- What to produce
Give a verbatim quotation of every record.

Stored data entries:

* * * * * * * * *

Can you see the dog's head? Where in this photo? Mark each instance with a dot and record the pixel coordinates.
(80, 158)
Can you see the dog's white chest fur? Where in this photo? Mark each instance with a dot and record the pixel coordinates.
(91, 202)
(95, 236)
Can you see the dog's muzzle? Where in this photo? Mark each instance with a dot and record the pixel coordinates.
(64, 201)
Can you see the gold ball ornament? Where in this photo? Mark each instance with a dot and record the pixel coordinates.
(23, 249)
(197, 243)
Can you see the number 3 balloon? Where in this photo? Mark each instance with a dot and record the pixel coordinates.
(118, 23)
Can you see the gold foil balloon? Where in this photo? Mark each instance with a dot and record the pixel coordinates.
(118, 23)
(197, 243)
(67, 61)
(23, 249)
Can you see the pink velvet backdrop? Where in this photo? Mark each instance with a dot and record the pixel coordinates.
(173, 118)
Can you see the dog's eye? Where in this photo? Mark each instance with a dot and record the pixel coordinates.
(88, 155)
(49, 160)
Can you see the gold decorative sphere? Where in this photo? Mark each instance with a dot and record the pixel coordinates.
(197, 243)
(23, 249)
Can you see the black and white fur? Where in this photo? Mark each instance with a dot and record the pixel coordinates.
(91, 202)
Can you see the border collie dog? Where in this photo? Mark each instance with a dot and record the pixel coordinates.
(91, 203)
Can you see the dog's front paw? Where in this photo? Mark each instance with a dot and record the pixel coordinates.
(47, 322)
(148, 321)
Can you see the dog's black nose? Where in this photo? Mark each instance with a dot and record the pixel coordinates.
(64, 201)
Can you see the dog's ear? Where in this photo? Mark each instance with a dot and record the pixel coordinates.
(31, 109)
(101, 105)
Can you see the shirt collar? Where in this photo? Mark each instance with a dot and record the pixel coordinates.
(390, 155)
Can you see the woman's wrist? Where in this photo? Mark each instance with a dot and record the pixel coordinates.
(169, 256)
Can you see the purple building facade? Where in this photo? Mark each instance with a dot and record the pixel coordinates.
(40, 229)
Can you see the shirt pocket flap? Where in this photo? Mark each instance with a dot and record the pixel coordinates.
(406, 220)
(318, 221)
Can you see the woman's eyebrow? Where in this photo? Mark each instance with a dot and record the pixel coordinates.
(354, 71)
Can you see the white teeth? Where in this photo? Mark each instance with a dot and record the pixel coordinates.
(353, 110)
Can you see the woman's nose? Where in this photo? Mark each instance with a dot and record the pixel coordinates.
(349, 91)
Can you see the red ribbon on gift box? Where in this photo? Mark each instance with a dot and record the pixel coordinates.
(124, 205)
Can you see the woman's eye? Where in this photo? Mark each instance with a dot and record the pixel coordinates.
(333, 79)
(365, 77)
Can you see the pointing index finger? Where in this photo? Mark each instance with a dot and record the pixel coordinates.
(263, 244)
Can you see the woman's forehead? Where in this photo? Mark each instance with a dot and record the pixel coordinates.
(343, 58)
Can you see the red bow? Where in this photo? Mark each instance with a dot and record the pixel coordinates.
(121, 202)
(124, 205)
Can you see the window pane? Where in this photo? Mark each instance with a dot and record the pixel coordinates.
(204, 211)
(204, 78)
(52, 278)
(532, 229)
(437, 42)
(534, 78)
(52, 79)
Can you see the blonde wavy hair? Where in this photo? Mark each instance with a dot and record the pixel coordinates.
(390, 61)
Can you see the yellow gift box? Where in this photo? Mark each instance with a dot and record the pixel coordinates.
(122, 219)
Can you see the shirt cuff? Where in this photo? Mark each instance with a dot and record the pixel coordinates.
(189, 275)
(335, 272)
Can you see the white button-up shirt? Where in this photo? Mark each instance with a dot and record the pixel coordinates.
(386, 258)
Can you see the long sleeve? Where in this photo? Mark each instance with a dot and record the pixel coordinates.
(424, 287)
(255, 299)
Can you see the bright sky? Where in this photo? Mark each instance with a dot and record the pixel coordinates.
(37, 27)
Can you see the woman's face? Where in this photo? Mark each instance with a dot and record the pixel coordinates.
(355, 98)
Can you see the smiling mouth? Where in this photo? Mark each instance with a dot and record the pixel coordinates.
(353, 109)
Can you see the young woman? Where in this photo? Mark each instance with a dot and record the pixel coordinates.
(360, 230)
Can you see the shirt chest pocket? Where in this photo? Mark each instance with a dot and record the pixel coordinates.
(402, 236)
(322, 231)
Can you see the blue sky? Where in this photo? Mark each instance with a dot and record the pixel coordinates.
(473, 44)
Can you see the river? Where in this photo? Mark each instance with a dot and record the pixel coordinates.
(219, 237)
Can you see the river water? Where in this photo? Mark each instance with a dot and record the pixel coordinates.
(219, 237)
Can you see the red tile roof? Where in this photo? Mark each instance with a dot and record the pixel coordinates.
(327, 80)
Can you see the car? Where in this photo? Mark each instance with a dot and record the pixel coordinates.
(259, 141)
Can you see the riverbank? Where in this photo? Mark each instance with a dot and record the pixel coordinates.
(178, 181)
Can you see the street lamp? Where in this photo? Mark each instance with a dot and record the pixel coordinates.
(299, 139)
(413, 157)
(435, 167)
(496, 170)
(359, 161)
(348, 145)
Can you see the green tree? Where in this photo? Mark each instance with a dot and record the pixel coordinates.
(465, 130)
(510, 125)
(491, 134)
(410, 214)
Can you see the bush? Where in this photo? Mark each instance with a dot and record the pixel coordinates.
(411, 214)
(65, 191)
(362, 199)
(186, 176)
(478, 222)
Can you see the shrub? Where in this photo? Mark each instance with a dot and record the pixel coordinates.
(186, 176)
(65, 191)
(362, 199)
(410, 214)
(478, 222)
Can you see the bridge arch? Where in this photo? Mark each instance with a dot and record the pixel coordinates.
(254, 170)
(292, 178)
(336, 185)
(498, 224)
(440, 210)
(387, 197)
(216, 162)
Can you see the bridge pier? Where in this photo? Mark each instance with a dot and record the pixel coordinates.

* * * * * * * * *

- Written solution
Can you see the dog's head? Where in this photo? Mark each instance with a dot and record the pixel coordinates.
(80, 158)
Can you see the dog's white chest fur? Where in this photo? Mark each instance with a dot and record the pixel coordinates.
(91, 202)
(95, 236)
Can you see the dog's muzzle? Where in this photo? Mark each instance with a dot and record the pixel coordinates.
(64, 201)
Can you see the gold ball ornament? Where in this photo? Mark each instance with a dot and record the pixel coordinates.
(23, 249)
(197, 243)
Can you see the number 3 balloon? Where in this photo? Mark each instance with a dot and record the pixel coordinates.
(118, 23)
Can you see the gold foil balloon? Where in this photo? Mark each instance with a dot and record the pixel coordinates.
(118, 23)
(197, 243)
(67, 61)
(23, 249)
Can you see the pink velvet backdrop? Where in this photo? Mark each instance with a dot and record the pixel coordinates.
(173, 118)
Can you see the dog's eye? Where in this photo? Mark each instance with a dot and record the pixel coordinates.
(88, 155)
(49, 160)
Can you see the gold decorative sphere? Where in this photo? Mark each instance with a dot and record the pixel coordinates.
(197, 243)
(23, 249)
Can you see the black and white fur? Where in this photo? Mark each instance with a dot and record the pixel coordinates.
(91, 202)
Can you see the border collie dog? Where in this photo? Mark each instance with a dot and record the pixel coordinates.
(91, 203)
Can you see the dog's front paw? Where in this photo? Mark each instance with a dot and record the pixel coordinates.
(47, 322)
(148, 321)
Can you see the dog's black nose? Where in this photo? Mark each instance with a dot and record the pixel coordinates.
(64, 201)
Can you see the dog's ear? Where in this photo? Mark each instance with a dot and record the pixel coordinates.
(31, 109)
(101, 105)
Can you see the shirt collar? Where in this photo? Mark each instance with a dot and record the pixel coordinates.
(390, 155)
Can you see the woman's wrist? Where in this photo? Mark each instance with a dot and record the pixel coordinates.
(169, 256)
Can you see the purple building facade? Where in this photo? Mark each instance with a dot and record the pixel coordinates.
(40, 229)
Can you see the shirt pocket flap? Where in this photo? Mark each instance with a dot and record the pixel coordinates.
(406, 220)
(318, 221)
Can you see the woman's eyebrow? Where in this photo? Mark each instance with a dot and record the pixel coordinates.
(354, 71)
Can you see the white teeth? Where in this photo? Mark each instance with a dot and record the pixel coordinates.
(353, 110)
Can you see the woman's nose? Where in this photo? Mark each instance with a dot and record the pixel coordinates.
(349, 91)
Can you see the red ribbon on gift box? Where in this photo? Mark each instance with a dot and record the pixel coordinates.
(124, 205)
Can you see the woman's eye? Where in this photo? Mark each instance with a dot and record the pixel coordinates.
(333, 79)
(365, 77)
Can you see the pointing index finger? Where in this photo? Mark each instance with a dot and record the pixel coordinates.
(263, 244)
Can you see the woman's forehead? Where in this photo? Mark each instance with a dot and record the pixel coordinates.
(343, 58)
Can you see the red bow? Where in this photo? Mark each instance with a dot and record the pixel coordinates.
(121, 202)
(124, 205)
Can you see the window pane? Where in this photo? Mark each instance with a dot and record the pixel coordinates.
(204, 211)
(204, 78)
(52, 278)
(532, 229)
(437, 42)
(534, 78)
(52, 79)
Can you see the blonde wavy hair? Where in this photo? Mark each instance with a dot and record the pixel coordinates.
(390, 61)
Can you see the yellow gift box? Where in this photo? Mark each instance with a dot and record the pixel coordinates.
(122, 219)
Can you see the shirt cuff? Where in this photo? Mark each instance with a dot and record the pixel coordinates.
(189, 275)
(335, 272)
Can you see the white button-up shirt? Where in this photo? Mark each instance with a dot and record the pixel coordinates.
(386, 258)
Can you see the long sleeve? Where in this photo? Mark each instance with a dot and record the pixel coordinates.
(424, 287)
(255, 299)
Can you see the bright sky? Where in this photo? Mark each instance with a dot and record the pixel coordinates.
(37, 27)
Can you see the woman's face? Where in this photo? Mark each instance with a dot and record the pixel coordinates.
(355, 98)
Can you see the smiling mouth? Where in this photo? Mark each instance with a dot and record the pixel coordinates.
(353, 109)
Can you see the young woman? Where in this photo? Mark each instance with a dot and record the pixel coordinates.
(360, 230)
Can you see the shirt chest pocket? Where in this photo? Mark each instance with a dot and record the pixel coordinates.
(402, 236)
(322, 231)
Can you see the blue sky? Where in this photo? Mark each instance with a dot and record the pixel coordinates.
(473, 44)
Can you see the river? Where in this photo? Mark each instance with a dot and record the pixel coordinates.
(219, 237)
Can you see the river water? Where in this photo? Mark each instance with a dot and record the pixel coordinates.
(219, 237)
Can you see the red tile roof? Where in this photo? Mark each instance with a dot and record the pixel coordinates.
(327, 80)
Can you see the car? Where in this photo? Mark each instance with a dot and record the pixel coordinates.
(259, 141)
Can you see the riverbank? Where in this photo? Mark each instance with a dot and record the pixel coordinates.
(178, 181)
Can you see the street lamp? Where in this photo? Mark each instance with a dot and record the pixel coordinates.
(299, 139)
(413, 157)
(435, 167)
(496, 170)
(359, 161)
(348, 145)
Can you see the green tree? Where in this photo? Mark each instance with a dot and record the pixel coordinates.
(465, 130)
(510, 125)
(491, 134)
(410, 214)
Can you see the bush? Where in this photo? Mark each instance with a dot and record the pixel coordinates.
(411, 214)
(65, 191)
(362, 199)
(186, 176)
(478, 222)
Can you see the shrub? Where in this photo? Mark each instance with a dot and record the pixel coordinates.
(186, 176)
(65, 191)
(362, 199)
(410, 214)
(478, 222)
Can you see the bridge arch? Where in this photo? Mark each instance with a dot and record the pixel coordinates.
(254, 170)
(292, 178)
(336, 185)
(498, 224)
(440, 210)
(387, 197)
(216, 162)
Can you see the bridge pier? Where in this photo? Mark each instance with a dot and record the pixel coordinates.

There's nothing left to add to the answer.